• _EXERCISE_: Please pull out every line of the records below that contains the string "garment" and copy each one in full. The match is case-sensitive.
::::::::::
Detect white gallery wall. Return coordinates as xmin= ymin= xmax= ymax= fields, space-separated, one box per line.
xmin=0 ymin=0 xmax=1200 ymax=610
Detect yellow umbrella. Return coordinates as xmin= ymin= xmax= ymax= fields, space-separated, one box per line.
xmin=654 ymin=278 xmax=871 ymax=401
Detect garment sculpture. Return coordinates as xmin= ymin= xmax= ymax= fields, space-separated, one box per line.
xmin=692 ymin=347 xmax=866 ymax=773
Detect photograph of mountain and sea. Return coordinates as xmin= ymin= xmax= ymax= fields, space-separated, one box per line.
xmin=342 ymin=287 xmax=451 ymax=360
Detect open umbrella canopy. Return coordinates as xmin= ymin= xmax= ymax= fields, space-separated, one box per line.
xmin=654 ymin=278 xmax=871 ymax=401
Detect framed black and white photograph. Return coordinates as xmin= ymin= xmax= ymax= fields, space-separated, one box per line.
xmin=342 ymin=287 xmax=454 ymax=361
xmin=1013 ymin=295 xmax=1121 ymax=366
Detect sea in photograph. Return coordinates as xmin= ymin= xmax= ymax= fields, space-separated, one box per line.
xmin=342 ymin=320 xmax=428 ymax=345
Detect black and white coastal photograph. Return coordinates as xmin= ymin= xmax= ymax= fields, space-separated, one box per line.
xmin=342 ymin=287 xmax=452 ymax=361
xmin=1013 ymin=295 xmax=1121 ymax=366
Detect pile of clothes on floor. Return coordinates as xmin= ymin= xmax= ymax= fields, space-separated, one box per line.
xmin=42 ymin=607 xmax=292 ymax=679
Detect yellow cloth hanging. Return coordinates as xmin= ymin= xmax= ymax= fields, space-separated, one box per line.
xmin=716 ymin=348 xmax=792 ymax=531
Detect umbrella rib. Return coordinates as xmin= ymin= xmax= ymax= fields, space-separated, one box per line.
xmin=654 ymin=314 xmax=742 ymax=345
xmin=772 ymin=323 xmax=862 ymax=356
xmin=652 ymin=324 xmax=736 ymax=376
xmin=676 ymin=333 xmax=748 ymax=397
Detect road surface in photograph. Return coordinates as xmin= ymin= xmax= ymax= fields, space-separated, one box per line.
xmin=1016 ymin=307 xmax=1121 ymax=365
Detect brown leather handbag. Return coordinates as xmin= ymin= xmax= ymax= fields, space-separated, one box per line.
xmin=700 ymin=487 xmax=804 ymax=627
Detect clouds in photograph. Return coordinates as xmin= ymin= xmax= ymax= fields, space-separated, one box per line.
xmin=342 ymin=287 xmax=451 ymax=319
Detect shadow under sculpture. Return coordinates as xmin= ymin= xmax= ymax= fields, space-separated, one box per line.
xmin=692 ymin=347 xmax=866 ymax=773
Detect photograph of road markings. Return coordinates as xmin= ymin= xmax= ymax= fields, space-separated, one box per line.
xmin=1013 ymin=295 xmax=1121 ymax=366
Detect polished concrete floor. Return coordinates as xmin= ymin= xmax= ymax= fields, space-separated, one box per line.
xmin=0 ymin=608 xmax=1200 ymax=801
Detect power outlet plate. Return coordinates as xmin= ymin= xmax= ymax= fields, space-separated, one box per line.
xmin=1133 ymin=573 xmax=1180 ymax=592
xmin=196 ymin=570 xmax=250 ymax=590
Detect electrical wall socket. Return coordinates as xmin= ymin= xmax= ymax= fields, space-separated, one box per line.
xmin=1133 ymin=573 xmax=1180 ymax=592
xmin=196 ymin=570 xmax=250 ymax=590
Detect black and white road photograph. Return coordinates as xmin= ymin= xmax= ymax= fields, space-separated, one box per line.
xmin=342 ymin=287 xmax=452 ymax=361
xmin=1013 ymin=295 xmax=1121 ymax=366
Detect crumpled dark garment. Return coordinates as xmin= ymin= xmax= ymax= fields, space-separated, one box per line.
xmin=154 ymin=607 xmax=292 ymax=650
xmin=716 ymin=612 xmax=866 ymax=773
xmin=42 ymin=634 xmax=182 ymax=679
::::::::::
• _TASK OUTPUT_:
Detect garment sculpture. Return coordinates as xmin= ymin= xmax= ymax= fields, space-separated, one box per line.
Detect crumpled dark garment. Return coordinates as xmin= ymin= xmax= ymax= fields, space-separated, one box per line.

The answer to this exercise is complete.